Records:
------------------------------

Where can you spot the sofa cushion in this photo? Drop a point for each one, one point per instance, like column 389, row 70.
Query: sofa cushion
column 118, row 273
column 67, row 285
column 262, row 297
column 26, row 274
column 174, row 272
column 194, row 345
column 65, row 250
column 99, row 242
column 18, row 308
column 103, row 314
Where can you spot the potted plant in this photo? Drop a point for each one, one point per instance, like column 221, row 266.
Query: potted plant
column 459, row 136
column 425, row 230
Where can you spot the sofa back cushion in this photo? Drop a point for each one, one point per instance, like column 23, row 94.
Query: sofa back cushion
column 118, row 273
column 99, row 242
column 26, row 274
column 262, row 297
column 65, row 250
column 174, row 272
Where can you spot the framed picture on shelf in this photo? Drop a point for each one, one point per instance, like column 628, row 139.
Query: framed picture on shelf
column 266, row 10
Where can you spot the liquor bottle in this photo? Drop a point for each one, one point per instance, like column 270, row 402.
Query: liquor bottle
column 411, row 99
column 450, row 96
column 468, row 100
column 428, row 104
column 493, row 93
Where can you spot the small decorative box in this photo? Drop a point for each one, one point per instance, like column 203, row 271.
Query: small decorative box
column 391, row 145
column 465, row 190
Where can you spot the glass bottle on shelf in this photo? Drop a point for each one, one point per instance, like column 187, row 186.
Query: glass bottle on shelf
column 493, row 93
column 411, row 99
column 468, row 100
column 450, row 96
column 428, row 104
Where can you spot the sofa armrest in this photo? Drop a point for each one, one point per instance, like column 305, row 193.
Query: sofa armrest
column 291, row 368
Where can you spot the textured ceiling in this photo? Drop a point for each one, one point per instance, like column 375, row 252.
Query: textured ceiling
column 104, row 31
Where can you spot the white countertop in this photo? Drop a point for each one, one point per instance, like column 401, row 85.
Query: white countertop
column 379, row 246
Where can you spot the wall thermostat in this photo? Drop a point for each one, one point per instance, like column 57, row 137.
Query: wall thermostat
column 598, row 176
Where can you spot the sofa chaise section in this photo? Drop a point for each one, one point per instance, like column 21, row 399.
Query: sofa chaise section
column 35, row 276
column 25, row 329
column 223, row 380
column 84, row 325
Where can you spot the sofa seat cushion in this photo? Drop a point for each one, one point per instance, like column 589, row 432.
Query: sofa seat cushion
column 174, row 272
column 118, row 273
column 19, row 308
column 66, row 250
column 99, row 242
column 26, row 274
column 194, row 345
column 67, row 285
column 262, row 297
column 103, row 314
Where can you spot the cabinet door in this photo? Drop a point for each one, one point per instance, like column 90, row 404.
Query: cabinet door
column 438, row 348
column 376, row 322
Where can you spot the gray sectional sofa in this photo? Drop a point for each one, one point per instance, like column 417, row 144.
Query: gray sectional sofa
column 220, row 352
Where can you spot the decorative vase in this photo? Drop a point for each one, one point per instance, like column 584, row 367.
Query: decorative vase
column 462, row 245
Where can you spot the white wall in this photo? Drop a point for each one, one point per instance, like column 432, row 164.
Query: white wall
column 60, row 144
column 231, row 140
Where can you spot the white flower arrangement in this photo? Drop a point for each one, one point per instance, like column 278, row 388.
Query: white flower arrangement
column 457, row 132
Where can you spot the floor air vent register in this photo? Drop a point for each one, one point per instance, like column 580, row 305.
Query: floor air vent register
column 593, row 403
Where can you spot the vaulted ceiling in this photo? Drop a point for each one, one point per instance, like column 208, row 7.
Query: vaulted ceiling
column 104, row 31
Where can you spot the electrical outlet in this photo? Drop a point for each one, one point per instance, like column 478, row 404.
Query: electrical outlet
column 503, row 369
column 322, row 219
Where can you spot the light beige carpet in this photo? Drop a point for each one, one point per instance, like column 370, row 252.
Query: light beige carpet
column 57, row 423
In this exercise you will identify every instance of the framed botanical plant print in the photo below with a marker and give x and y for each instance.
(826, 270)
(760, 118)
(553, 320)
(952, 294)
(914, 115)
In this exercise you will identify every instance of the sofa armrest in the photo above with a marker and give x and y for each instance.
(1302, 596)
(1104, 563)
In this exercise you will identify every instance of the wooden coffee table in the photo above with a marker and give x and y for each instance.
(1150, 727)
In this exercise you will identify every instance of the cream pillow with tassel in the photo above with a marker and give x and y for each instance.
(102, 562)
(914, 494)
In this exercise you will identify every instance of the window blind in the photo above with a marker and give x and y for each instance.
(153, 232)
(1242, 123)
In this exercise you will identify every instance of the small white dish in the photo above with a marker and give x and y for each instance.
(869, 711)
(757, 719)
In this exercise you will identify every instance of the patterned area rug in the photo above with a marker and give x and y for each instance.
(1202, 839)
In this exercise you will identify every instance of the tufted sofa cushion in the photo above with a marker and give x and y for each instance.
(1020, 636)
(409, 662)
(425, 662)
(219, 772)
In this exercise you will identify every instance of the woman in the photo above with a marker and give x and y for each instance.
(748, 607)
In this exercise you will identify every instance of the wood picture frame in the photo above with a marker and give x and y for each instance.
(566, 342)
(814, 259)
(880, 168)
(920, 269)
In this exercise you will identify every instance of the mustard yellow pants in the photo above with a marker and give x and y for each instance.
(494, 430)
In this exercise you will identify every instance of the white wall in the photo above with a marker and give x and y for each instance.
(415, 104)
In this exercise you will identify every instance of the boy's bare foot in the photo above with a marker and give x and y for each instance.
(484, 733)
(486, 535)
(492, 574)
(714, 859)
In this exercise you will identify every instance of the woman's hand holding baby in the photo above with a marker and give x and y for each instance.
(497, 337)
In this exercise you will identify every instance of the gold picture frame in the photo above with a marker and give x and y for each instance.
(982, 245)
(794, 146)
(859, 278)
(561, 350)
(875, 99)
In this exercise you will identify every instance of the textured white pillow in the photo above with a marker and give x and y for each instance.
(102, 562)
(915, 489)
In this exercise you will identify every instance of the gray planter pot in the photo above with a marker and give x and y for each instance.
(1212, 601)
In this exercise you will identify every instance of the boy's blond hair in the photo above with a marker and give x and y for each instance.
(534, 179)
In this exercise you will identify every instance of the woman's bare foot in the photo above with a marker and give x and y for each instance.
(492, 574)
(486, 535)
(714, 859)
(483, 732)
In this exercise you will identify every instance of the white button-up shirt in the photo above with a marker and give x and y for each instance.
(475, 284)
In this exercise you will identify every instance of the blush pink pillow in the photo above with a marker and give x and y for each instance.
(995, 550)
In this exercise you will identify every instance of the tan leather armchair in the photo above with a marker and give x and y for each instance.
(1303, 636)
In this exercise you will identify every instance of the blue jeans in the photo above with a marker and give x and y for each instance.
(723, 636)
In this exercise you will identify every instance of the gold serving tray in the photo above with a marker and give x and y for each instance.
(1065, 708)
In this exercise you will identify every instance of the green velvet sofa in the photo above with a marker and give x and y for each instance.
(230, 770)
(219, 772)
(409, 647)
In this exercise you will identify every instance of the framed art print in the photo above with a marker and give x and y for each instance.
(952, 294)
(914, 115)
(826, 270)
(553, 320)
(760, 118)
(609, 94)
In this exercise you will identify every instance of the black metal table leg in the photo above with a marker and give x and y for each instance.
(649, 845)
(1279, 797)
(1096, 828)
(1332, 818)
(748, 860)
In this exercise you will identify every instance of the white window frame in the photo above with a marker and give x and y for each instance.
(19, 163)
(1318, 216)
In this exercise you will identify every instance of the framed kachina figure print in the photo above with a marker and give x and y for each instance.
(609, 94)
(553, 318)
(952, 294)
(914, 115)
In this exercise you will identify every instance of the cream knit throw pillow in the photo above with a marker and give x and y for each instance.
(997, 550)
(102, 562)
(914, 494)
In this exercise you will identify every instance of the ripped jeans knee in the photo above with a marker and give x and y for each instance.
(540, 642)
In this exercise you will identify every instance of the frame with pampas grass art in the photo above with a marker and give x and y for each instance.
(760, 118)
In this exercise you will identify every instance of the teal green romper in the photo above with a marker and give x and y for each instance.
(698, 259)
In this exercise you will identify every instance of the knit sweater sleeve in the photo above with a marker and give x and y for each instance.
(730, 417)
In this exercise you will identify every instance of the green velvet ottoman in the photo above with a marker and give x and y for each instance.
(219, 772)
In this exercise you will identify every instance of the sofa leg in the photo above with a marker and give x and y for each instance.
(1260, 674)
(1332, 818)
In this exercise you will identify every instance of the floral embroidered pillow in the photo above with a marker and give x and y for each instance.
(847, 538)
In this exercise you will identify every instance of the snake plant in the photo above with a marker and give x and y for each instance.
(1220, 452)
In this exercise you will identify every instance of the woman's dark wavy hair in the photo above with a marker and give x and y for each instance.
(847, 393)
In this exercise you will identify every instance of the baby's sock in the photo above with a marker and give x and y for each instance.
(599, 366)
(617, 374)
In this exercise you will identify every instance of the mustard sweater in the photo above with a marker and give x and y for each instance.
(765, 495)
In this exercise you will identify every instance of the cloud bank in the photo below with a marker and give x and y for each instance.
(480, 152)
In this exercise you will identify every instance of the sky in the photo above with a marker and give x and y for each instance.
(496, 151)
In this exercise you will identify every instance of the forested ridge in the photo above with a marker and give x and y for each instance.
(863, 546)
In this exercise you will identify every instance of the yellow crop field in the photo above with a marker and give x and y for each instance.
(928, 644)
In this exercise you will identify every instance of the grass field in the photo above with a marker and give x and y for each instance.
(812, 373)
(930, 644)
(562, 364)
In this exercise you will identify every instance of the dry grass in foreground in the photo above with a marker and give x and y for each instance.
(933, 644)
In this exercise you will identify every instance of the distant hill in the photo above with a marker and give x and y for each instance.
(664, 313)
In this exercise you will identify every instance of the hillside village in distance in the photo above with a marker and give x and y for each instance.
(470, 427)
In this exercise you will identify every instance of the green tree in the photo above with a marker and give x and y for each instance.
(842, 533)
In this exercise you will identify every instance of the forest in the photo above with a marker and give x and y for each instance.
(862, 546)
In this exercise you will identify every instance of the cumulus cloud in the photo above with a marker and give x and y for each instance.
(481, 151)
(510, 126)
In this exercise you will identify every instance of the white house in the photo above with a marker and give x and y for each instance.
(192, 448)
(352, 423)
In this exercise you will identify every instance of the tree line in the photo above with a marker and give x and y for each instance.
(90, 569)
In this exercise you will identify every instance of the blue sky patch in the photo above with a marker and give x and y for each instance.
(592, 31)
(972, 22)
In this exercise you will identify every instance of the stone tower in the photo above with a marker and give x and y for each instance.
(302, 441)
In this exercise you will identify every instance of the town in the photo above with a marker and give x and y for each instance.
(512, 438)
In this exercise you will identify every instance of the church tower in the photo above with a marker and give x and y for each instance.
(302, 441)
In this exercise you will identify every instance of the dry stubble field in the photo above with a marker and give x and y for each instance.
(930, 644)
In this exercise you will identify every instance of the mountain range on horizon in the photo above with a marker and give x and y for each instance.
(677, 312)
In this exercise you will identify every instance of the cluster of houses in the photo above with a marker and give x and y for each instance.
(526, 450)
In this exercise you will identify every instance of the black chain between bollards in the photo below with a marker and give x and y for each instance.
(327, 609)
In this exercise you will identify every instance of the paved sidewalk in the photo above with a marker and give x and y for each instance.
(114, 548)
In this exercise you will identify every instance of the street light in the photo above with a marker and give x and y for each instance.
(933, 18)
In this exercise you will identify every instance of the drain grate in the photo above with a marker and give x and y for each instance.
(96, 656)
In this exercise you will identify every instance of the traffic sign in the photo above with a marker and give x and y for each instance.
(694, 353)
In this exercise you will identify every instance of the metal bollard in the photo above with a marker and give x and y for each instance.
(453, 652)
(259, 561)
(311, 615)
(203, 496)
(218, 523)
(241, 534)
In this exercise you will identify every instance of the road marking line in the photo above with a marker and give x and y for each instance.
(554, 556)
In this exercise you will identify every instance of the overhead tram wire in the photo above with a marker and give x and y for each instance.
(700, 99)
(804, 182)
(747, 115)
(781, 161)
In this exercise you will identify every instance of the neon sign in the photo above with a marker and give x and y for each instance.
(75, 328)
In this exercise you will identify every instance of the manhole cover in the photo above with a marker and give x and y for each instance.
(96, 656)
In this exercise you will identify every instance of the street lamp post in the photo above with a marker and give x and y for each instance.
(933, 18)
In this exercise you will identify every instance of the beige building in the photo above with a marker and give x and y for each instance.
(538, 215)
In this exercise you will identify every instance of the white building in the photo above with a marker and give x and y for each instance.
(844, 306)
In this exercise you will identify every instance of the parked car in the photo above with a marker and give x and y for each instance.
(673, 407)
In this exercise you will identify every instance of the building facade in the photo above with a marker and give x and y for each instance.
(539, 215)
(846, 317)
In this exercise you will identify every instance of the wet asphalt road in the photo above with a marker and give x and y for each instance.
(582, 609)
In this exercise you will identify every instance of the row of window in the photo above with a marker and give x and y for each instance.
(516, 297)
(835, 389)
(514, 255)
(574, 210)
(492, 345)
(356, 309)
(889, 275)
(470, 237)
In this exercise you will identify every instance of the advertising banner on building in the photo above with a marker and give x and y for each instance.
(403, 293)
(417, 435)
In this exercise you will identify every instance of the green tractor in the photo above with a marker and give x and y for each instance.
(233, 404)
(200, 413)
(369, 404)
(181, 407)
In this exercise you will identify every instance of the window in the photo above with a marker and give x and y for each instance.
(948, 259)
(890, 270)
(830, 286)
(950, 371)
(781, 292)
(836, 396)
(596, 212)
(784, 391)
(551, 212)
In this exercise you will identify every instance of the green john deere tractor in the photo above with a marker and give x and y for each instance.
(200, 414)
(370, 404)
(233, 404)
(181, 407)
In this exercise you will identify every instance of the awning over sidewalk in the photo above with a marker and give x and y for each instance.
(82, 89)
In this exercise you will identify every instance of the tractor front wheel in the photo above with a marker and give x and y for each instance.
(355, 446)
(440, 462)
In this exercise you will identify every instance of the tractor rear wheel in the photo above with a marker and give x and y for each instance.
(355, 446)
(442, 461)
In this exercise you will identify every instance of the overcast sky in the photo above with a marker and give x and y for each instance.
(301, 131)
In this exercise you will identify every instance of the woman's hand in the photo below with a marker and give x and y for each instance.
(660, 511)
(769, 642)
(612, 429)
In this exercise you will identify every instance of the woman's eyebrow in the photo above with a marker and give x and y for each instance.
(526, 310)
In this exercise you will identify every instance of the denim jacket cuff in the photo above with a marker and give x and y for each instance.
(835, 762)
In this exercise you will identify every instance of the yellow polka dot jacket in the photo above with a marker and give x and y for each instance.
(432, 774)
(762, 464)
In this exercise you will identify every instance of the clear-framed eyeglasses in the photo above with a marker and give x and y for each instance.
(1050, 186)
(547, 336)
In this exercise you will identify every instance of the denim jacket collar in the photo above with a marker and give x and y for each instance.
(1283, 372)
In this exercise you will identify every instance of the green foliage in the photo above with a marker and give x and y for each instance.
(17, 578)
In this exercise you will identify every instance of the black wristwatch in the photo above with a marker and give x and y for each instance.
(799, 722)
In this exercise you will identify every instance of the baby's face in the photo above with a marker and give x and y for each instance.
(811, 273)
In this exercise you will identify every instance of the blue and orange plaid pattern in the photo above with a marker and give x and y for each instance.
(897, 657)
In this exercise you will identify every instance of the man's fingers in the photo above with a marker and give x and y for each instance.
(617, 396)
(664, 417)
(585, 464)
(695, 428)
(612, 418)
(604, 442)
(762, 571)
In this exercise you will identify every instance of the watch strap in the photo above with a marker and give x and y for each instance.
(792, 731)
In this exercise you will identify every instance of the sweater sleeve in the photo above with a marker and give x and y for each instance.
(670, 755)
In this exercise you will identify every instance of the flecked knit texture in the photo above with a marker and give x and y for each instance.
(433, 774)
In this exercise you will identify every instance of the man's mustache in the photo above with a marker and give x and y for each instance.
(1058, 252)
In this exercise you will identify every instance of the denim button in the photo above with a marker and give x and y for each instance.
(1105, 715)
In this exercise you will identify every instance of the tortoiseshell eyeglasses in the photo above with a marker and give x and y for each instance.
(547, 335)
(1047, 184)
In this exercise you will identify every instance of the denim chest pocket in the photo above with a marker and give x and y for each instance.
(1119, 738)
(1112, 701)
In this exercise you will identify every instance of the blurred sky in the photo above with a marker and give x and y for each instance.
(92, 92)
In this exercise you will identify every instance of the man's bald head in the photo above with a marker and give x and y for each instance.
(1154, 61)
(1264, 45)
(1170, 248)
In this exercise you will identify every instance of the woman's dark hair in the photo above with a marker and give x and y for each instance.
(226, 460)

------------------------------

Copy the records word for word, from the line containing "the denim button" through the end of the records.

» TASK OUTPUT
In this exercise you will identify every instance of the denim button in the photo above with a marker and give x and y for each instance.
(1105, 715)
In this exercise you will identify every instance of the tortoiseshell eyeglasses in the photo above with a marker and give x and y for each instance.
(547, 335)
(1047, 184)
In this exercise you will identify every instance of the denim chest pocket in the photo above with a marker and give x and y for each instance.
(1119, 738)
(1112, 701)
In this exercise you will identify every instance of the blurred sky in the photo above with a marker and give x and y for each instance.
(92, 92)
In this exercise you will identify every instance of the man's bald head in the photo above with a marker and give x and y for each instance.
(1154, 61)
(1264, 45)
(1170, 248)
In this exercise you will identify every instance of the woman's dark hair in the photo above with a marker and give x and y for each instance.
(226, 460)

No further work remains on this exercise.